Begin SELECTED EXCERPT

Morkaya v Parkinson; Parkinson v Morkaya

Case

[2010] NSWSC 1194

2 September 2010

No judgment structure available for this case.

CITATION: Morkaya v Parkinson; Parkinson v Morkaya [2010] NSWSC 1194
HEARING DATE(S): 2 September 2010
JURISDICTION: Equity Division
JUDGMENT OF: Brereton J
EX TEMPORE JUDGMENT DATE: 2 September 2010
DECISION: Proceedings by and against bankrupt stayed, with liberty to apply to vacate the stays upon certain relevant changes of circumstances.
CATCHWORDS: BANKRUPTCY – Administration of property – Provable debts – s 58(3) – whether court has jurisdiction to grant leave under s 58(3) of the (CTH) Bankruptcy Act 1966 for a party to pursue a claim against a bankrupt – if so, whether leave should be granted – whether application for costs can be continued without leave after bankruptcy of respondent – proceedings by bankrupt – deemed election by trustee to abandon de facto property proceedings – whether election operates to preclude further prosecution of proceedings by bankrupt – whether proceedings should be stayed as vexatious or oppressive.
LEGISLATION CITED: (CTH) Bankruptcy Act 1966 s 58, s 60, s 82
(CTH) Trade Practices Act 1974
(NSW) Property (Relationships) Act 1984, s 20
CATEGORY: Procedural and other rulings
CASES CITED: Audet v Audet; Official Trustee in Bankruptcy (1994) 19 Fam LR 291
Australian Competition and Consumer Commission v The Bio Enviro Plan Pty Ltd (2004) 2 ABC(NS) 130
Bendigo Bank Ltd v Demaria [2001] VSC 218
Davies v Gertig (No 2) (2002) 83 SASR 521
DCT v Swain (1988) FLC 91-976
Ex parte Llynvi Coal & Iron Co; Re Hide (1871) LR 7 Ch App 28 at 31- 32 (CA)
Finikiotis v Knight Frank (SA) Pty Ltd [2001] FCA 1733
Fraser Property Developments Pty Limited v Sommerfeld (No 2) [2005] 2 Qd R 404
Gao v Official Trustee in Bankruptcy of Yu Jing Zhu [2002] VSC 285
Green v Schneller (2001) 164 FLR 82; 189 ALR 464
Macks v Edge [2006] FCA 1077
O’Neill v O’Neill (1998) 23 Fam LR 326
Page (No 2) (1982) FLC 91-241
Re Killington; Ex parte Chisholm v Official Trustee in Bankruptcy of the Estate of Killington [1998] FCA 1474
PARTIES: 08/278779
Aydan Morkaya (plaintiff)

End SELECTED EXCERPT

WHAT IS BEING ASKED:
Carry on with the court judgment page for Morkaya v Parkinson from the point where it stops.

Begin SUPPLIED RECORDS

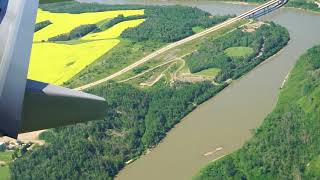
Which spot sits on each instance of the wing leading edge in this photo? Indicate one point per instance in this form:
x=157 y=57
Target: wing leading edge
x=27 y=105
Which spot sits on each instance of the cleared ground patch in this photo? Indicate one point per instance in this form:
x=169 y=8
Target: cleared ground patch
x=58 y=62
x=239 y=51
x=64 y=22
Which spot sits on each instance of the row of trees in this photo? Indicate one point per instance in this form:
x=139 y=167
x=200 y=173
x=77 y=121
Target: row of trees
x=172 y=23
x=135 y=120
x=76 y=33
x=265 y=41
x=286 y=146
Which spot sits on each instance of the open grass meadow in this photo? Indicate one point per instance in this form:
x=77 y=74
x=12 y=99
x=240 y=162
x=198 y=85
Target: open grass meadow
x=239 y=51
x=57 y=62
x=65 y=22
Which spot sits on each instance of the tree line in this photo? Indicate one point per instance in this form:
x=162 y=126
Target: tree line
x=286 y=146
x=265 y=41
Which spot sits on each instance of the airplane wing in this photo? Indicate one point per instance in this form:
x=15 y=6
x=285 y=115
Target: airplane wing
x=27 y=105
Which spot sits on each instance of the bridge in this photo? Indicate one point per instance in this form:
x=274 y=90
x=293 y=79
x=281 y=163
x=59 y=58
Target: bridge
x=254 y=13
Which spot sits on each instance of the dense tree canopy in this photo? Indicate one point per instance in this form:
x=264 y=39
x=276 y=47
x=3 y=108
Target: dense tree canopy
x=265 y=41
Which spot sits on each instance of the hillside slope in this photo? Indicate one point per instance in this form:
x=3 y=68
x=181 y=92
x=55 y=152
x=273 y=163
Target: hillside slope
x=286 y=146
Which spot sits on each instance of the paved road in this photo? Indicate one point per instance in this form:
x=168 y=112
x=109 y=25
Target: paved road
x=178 y=43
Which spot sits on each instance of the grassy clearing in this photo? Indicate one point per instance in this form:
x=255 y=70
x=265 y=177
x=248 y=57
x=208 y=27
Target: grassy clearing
x=58 y=62
x=6 y=156
x=239 y=51
x=212 y=72
x=64 y=22
x=4 y=173
x=197 y=29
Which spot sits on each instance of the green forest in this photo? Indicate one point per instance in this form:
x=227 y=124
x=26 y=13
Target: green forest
x=286 y=146
x=135 y=118
x=265 y=41
x=164 y=24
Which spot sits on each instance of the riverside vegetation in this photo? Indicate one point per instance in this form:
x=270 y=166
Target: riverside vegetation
x=136 y=118
x=286 y=146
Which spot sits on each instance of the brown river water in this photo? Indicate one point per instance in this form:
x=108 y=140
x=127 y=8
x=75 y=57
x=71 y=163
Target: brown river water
x=226 y=120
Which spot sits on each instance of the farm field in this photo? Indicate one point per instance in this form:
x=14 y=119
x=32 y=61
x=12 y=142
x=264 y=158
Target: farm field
x=57 y=62
x=239 y=51
x=65 y=22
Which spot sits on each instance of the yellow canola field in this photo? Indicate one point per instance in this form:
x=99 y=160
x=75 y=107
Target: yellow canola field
x=115 y=31
x=65 y=22
x=57 y=63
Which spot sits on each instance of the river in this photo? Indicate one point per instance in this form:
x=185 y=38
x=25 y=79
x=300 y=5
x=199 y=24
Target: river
x=226 y=120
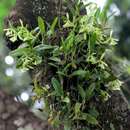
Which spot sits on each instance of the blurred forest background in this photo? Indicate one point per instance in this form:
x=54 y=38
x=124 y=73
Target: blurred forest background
x=18 y=82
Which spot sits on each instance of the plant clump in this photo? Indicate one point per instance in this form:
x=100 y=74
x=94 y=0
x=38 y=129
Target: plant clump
x=75 y=50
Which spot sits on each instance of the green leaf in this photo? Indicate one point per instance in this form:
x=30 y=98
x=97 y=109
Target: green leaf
x=89 y=118
x=41 y=25
x=90 y=91
x=94 y=112
x=43 y=47
x=77 y=108
x=82 y=92
x=57 y=87
x=52 y=28
x=66 y=100
x=68 y=24
x=79 y=73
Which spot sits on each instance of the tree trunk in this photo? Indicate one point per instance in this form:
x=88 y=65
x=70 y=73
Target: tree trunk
x=114 y=113
x=15 y=116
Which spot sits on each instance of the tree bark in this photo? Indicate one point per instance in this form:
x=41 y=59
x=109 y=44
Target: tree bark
x=16 y=116
x=114 y=113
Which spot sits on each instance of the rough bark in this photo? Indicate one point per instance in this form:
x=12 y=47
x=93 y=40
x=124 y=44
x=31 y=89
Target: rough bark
x=16 y=116
x=116 y=110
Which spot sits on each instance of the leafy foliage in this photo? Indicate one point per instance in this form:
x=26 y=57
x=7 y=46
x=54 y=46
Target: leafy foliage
x=76 y=52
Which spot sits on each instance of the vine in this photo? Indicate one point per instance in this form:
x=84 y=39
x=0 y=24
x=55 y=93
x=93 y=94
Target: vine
x=75 y=52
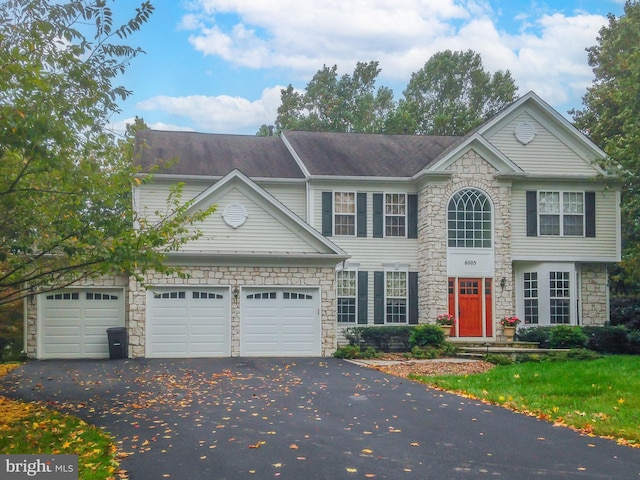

End SUPPLIED RECORDS

WRITTEN RESPONSE:
David Anthony Parkinson (defendant)
08/278871
David Anthony Parkinson (plaintiff)
Aydan Morkaya (first defendant)
Ativa Pty Ltd (second defendant)
FILE NUMBER(S): SC 08/278779; 08/278871
COUNSEL: Ms A Morkaya (in person)
Mr D Parkinson (in person)


IN THE SUPREME COURT
OF NEW SOUTH WALES
EQUITY DIVISION

BRERETON J

Thursday, 2 September 2010

2008/278779 Aydan Morkaya v David Anthony Parkinson
2008/278871 David Anthony Parkinson v Aydan Morkaya

JUDGMENT (ex tempore)

1 HIS HONOUR: On 22 May 2008, Ms Morkaya commenced proceedings 2905/2008 (which are now proceedings 2008/278779), claiming adjustive property orders pursuant to (NSW) Property (Relationships) Act 1984, s 20, against Mr Parkinson, whom she contended was her former de facto husband (“the de facto property proceedings”). On 23 May 2008, Mr Parkinson commenced proceedings 2945/2008 (now 2008/278871) against Ms Morkaya and Ativa Pty Limited, a company in which Ms Morkaya and Mr Parkinson were both equal shareholders and directors, claiming its winding up on the ground of oppression and on the just and equitable ground, and relief against Ms Morkaya for various alleged breaches of her director’s duties (“the corporations proceedings”). Subsequently, orders were made for the winding up of Ativa, and the remainder of Mr Parkinson's claim against Ms Morkaya in the corporations proceedings has proceeded in parallel with his cross-claim filed in the de facto property proceedings on 7 November 2008, whereby he claims damages for pecuniary loss under multiple heads (including diminution in the value of Ativa said to have been occasioned by Ms Morkaya's alleged breaches of her director's duties, moneys said to have been misappropriated by Ms Morkaya, loss and damage caused by the alleged removal of signage and otherwise through Ms Morkaya's supposed conduct in relation to the business of DCA Computers, amounts outstanding on loan, and some interest components). The proceedings have had a protracted procedural history before this Court.

2 Meanwhile, on 13 April 2010, a sequestration order was made in the Federal Magistrates Court against Ms Morkaya, and Paul G Weston was appointed her trustee in bankruptcy, on the petition of Fairfax Media. Ms Morkaya disputes her indebtedness to Fairfax Media and, for reasons referred to in my judgment of 23 March 2010 [Morkaya v Parkinson [2010] NSWSC 596], there are grounds for doubting it, but it has not been set aside, nor has the sequestration order been annulled.

3 (CTH) Bankruptcy Act 1966, s 60, relevantly provides as follows:

          (2) An action commenced by a person who subsequently becomes a bankrupt is, upon his becoming a bankrupt, stayed until the trustee makes election, in writing, to prosecute or discontinue the actions.

          (3) If the trustee does not make such an election within 28 days after notice of the action is served upon him by a defendant or other party to the action, he shall be deemed to have abandoned the action.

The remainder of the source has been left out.